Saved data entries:
*****

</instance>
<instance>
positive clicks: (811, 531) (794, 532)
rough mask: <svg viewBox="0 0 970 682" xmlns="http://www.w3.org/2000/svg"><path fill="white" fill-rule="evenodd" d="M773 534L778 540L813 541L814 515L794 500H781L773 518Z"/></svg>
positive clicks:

*****

Copy every line from the records that holds the string "clicks".

positive clicks: (811, 531) (794, 532)
positive clicks:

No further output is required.